### Your objective:
Restate word for word the entries below, starting with the line with "task | put one marker on every instance of the sky" and continuing through the line with "target | sand mound". Include both of those lines and no others.

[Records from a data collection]

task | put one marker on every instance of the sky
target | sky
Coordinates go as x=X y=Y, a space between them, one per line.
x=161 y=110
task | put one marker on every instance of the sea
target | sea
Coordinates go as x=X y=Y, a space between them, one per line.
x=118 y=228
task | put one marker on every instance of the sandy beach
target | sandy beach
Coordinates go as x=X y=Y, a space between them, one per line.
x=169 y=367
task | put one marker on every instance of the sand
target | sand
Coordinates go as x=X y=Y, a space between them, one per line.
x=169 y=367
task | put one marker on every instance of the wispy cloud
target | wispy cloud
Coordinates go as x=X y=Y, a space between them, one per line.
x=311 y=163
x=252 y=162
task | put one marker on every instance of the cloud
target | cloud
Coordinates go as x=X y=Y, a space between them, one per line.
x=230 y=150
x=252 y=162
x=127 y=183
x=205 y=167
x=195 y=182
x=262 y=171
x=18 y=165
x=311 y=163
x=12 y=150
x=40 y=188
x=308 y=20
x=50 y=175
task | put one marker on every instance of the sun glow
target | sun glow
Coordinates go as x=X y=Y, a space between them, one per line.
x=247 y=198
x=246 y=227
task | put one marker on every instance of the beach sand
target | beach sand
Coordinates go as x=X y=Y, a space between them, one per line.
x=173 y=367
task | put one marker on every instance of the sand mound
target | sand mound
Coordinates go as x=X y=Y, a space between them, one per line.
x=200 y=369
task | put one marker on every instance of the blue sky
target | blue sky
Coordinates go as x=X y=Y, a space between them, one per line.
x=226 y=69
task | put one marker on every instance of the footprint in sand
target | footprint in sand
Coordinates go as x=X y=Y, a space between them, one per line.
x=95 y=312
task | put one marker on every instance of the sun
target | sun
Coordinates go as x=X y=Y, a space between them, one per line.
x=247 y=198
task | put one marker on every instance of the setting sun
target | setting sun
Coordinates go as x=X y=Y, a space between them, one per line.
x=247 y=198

--

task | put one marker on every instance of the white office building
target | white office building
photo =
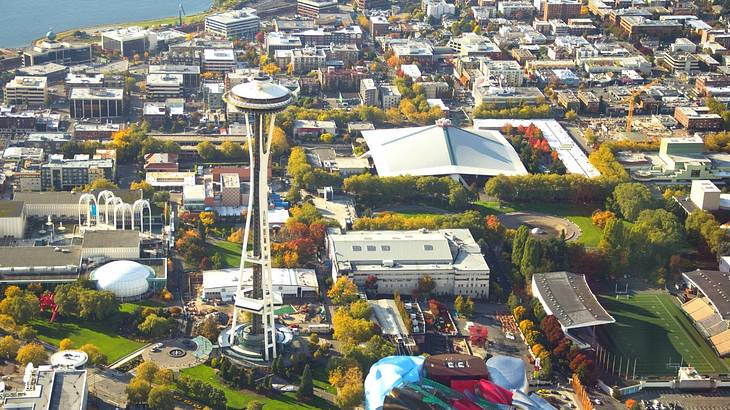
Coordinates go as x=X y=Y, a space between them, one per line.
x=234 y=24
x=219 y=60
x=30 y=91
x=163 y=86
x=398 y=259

==

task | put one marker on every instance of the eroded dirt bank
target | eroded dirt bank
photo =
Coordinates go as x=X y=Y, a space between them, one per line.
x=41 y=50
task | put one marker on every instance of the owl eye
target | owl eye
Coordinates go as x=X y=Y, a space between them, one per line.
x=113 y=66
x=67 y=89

### Exercise answer:
task | put one marker on every instance of the sky
target | sky
Coordinates go as x=X y=Y, a space between them, one per line.
x=161 y=110
task | put one marker on every instance of the sea
target | sea
Coordinates go as x=X y=Y, a space between them, one per line.
x=118 y=228
task | put one marker on every instance of the sandy beach
target | sandy beach
Coordinates go as x=X y=Y, a space between them, one per line.
x=169 y=367
task | put one marker on every instance of the sand
target | sand
Coordinates go as x=X y=Y, a space between them, one per line.
x=169 y=367
task | put one marker on every instance of the wispy cloud
target | wispy cloud
Coordinates go as x=X y=Y, a space between them, one per line.
x=311 y=163
x=252 y=162
task | put one marker on every instance of the cloud
target | cloud
Coordinates go as x=X y=Y, a space between them, one per line.
x=230 y=150
x=252 y=162
x=127 y=183
x=205 y=167
x=195 y=182
x=262 y=171
x=18 y=165
x=311 y=163
x=12 y=150
x=40 y=188
x=308 y=20
x=50 y=175
task | put one marker on every instance of the sun glow
target | sun glow
Coordinates go as x=X y=Y, a space between them, one per line.
x=247 y=198
x=246 y=227
task | put one marker on every instance of the beach sand
target | beach sand
Coordinates go as x=X y=Y, a space between them, one per line.
x=173 y=367
task | put one marker on every instance of the sand mound
target | sand mound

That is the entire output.